Exercise tasks ::
(A) In the article on farm labor shortages, copy out the passage from "Rutledge says there" to "20% of growers.".
(B) According to the article on farm labor shortages, what crops does Lisa Tate grow?
(C) List every effect that, according to Rutledge's first quoted statement in the article on farm labor shortages, a decrease in the labor supply will have.

Given text ::
Zach Rutledge, an assistant professor in the department of agricultural, food and resource economics at Michigan State University, joined a panel of growers as part a webinar series from Grow it Here to discuss the impact of labor challenges on the fresh produce industry.

“When you have a decrease in the labor supply, that’s going to put upward pressure on farm wages, it’s going to reduce domestic production and reduce the supply of goods that are produced here in the U.S.,” he says. “Ultimately, in aggregate, when we look nationally, a reduced supply of production means that that’s going to put upward pressure on food prices.”

Rutledge says there are several reasons why there’s a decline in farmworkers from better job opportunities in non-farm sectors in the U.S., to better opportunities in other countries that would supply farmworkers. Immigrant farmworkers who have settled down in the U.S. no longer follow the crops from the south to the north throughout the growing season. And those workers who came to the U.S. in the 1990s and 2000s have not been replaced.

“In the 1990s, there was about 50% to 60% of the workers would migrate at least 75 miles to work on a farm away from their home,” he says. “The share of those workers has just declined since the turn of the millennium. Now we have only about 10% or 15% of the workforce willing to migrate to work on farms.”

He says following interviews of 2,500 growers in California, he’s discovered the average labor shortage is about 20% of growers.

Rutledge also shares his economic model to highlight the link between changes in the specialty crop labor market and food prices.

“When you have a 10% reduction in farm employment, that causes a 2.94% increase in food prices in aggregate across the U.S.” he says. “We have a specialty crop sector that’s worth about $115 billion per year. So, what that translates to is an additional $3.4 billion in food prices.”

Growers’ Perspective

Lisa Tate, a fifth-generation citrus and avocado grower in southern California, discussed some of the challenges of a lack of contracted labor crews. She says when her family requests a crew during a labor shortage, a farm labor contractor might send fewer workers, which slows down harvest and creates a ripple effect throughout her family’s business.

“Packing houses can’t run at full efficiency,” she says. “Fruit isn’t always picked at peak maturity. Other farms wait longer for crews, and most importantly, for the growers, the fruit quality suffers. So lower quality affects grading and ultimately reduces the price farmers receive for their goods.”

Tate says growers can’t stop or slow production, and often in labor shortages, that means crews work overtime, which is extremely costly in the state of California.

“These additional costs don’t get passed along to the retailers and eventually the consumer, because growers often don’t know the price they’ll receive at harvest,” she says. “In many cases, my payment doesn’t arrive until nine months later, which makes it hard to know in real time whether continuing to harvest is financially sustainable. Even if I was able to adjust the price, the higher prices make us less competitive with foreign growers.”

Image entries on named regions
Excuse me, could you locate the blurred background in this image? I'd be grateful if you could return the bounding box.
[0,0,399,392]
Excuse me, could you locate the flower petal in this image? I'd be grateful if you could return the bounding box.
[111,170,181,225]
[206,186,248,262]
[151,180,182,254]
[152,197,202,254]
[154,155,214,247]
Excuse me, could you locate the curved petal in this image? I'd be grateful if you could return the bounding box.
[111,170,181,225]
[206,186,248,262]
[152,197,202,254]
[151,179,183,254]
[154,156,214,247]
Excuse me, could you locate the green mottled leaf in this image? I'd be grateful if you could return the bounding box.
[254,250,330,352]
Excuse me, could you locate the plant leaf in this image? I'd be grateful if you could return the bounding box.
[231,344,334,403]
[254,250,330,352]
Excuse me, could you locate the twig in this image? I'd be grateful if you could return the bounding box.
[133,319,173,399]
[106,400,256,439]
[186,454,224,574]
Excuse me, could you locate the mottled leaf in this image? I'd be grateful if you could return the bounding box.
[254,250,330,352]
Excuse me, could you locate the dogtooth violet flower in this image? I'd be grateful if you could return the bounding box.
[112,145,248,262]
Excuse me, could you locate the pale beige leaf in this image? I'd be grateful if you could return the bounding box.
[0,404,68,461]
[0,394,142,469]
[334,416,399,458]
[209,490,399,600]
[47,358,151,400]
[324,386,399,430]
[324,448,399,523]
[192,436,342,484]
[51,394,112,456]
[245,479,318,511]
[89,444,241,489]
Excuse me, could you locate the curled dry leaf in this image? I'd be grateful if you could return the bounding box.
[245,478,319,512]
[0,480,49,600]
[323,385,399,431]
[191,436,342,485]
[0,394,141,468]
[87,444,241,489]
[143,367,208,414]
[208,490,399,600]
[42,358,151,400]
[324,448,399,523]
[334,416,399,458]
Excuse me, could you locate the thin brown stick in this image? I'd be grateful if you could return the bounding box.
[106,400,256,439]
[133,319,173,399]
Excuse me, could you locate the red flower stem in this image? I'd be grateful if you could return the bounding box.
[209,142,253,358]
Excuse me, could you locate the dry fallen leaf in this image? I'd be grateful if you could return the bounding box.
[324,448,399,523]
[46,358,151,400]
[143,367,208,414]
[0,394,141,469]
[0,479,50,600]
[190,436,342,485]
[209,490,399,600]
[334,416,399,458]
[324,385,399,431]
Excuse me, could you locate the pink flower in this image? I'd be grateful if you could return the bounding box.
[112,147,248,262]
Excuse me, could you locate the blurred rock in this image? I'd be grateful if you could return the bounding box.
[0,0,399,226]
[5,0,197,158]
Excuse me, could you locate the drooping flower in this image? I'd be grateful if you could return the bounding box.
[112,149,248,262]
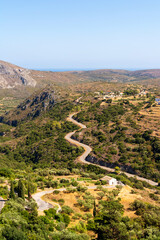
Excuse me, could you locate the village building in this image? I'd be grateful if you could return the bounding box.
[101,176,118,185]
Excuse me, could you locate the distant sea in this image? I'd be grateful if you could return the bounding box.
[34,68,144,72]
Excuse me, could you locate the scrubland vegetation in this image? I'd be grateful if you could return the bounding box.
[0,83,160,240]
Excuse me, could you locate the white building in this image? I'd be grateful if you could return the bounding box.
[101,176,118,185]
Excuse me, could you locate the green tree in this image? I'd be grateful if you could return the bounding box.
[9,181,15,199]
[93,200,97,217]
[18,180,25,199]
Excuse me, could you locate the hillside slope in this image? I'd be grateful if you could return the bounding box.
[0,61,36,89]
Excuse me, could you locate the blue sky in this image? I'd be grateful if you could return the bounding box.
[0,0,160,69]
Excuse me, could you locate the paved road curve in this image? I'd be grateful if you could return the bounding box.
[65,112,158,186]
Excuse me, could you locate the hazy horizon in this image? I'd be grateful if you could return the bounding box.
[0,0,160,69]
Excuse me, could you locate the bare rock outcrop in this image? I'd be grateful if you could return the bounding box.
[0,61,36,89]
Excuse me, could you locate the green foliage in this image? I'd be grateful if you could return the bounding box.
[18,180,25,199]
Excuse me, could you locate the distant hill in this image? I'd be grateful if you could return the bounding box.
[0,61,160,94]
[0,88,58,126]
[0,61,36,89]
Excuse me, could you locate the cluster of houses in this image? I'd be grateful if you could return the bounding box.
[95,89,147,99]
[95,92,123,99]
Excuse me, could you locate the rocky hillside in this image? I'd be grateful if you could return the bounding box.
[0,61,36,89]
[0,88,57,126]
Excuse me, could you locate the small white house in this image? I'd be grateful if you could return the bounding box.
[101,176,118,185]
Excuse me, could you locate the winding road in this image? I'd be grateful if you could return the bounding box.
[32,109,158,213]
[65,112,158,186]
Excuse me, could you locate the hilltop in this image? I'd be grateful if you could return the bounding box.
[0,61,36,89]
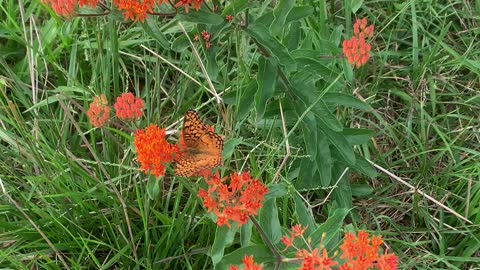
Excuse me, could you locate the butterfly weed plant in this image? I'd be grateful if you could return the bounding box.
[0,0,480,270]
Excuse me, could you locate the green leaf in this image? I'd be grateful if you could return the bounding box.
[293,194,317,235]
[350,154,378,178]
[258,198,282,243]
[147,176,160,200]
[265,184,287,200]
[210,224,238,265]
[222,0,248,17]
[215,245,275,270]
[301,112,317,159]
[222,138,243,159]
[323,93,372,111]
[270,0,295,36]
[310,208,350,247]
[319,129,355,166]
[242,23,297,72]
[237,80,258,121]
[255,57,277,119]
[315,135,333,187]
[286,6,314,23]
[175,10,225,25]
[171,35,190,52]
[343,128,375,145]
[141,16,170,49]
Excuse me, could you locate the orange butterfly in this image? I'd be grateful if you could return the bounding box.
[175,110,223,177]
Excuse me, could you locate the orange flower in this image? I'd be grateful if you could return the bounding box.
[230,255,263,270]
[280,228,398,270]
[42,0,77,17]
[133,124,178,177]
[78,0,99,8]
[113,0,163,23]
[113,93,143,121]
[343,19,373,68]
[198,172,268,227]
[175,0,203,13]
[87,94,110,127]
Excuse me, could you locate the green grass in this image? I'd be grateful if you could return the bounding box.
[0,0,480,269]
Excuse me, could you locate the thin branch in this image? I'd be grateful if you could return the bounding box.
[272,100,290,183]
[367,159,473,224]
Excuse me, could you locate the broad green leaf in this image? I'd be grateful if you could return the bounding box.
[301,112,317,158]
[343,128,375,145]
[141,16,170,49]
[323,93,372,111]
[242,23,297,72]
[312,100,343,132]
[310,208,350,247]
[295,57,336,83]
[222,0,249,17]
[255,57,277,119]
[210,224,238,265]
[319,129,355,166]
[215,245,275,270]
[258,198,282,244]
[285,6,314,23]
[315,135,333,187]
[270,0,295,36]
[175,10,225,25]
[293,194,317,235]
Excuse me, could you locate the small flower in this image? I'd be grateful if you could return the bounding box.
[42,0,77,17]
[376,253,398,270]
[113,0,163,23]
[343,18,374,68]
[198,172,268,227]
[225,15,233,23]
[133,124,178,177]
[175,0,203,13]
[230,255,263,270]
[343,37,371,68]
[78,0,99,8]
[87,94,110,127]
[113,93,143,121]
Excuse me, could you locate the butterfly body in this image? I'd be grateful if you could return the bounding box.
[175,110,223,177]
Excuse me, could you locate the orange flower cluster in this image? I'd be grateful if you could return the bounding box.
[343,18,374,68]
[281,225,398,270]
[42,0,208,23]
[113,92,143,121]
[113,0,163,23]
[133,124,178,177]
[87,94,110,127]
[198,172,268,228]
[229,255,263,270]
[87,93,143,127]
[225,15,233,23]
[175,0,203,13]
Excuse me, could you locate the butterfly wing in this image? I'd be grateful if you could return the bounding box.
[175,110,223,177]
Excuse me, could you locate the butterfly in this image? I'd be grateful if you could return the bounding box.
[175,110,223,177]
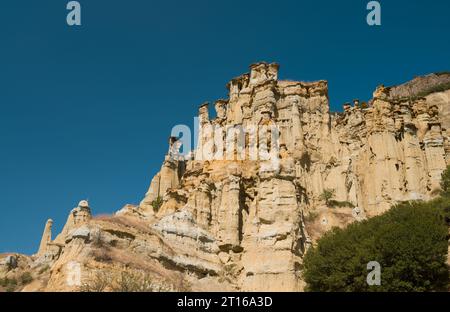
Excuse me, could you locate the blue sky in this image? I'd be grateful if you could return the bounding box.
[0,0,450,254]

Task answers ::
(A)
Rutledge says there are several reasons why there’s a decline in farmworkers from better job opportunities in non-farm sectors in the U.S., to better opportunities in other countries that would supply farmworkers. Immigrant farmworkers who have settled down in the U.S. no longer follow the crops from the south to the north throughout the growing season. And those workers who came to the U.S. in the 1990s and 2000s have not been replaced.

“In the 1990s, there was about 50% to 60% of the workers would migrate at least 75 miles to work on a farm away from their home,” he says. “The share of those workers has just declined since the turn of the millennium. Now we have only about 10% or 15% of the workforce willing to migrate to work on farms.”

He says following interviews of 2,500 growers in California, he’s discovered the average labor shortage is about 20% of growers.

(B) Citrus and avocados.

(C)
- Upward pressure on farm wages
- Reduced domestic production
- Reduced supply of goods produced in the U.S.
- Upward pressure on food prices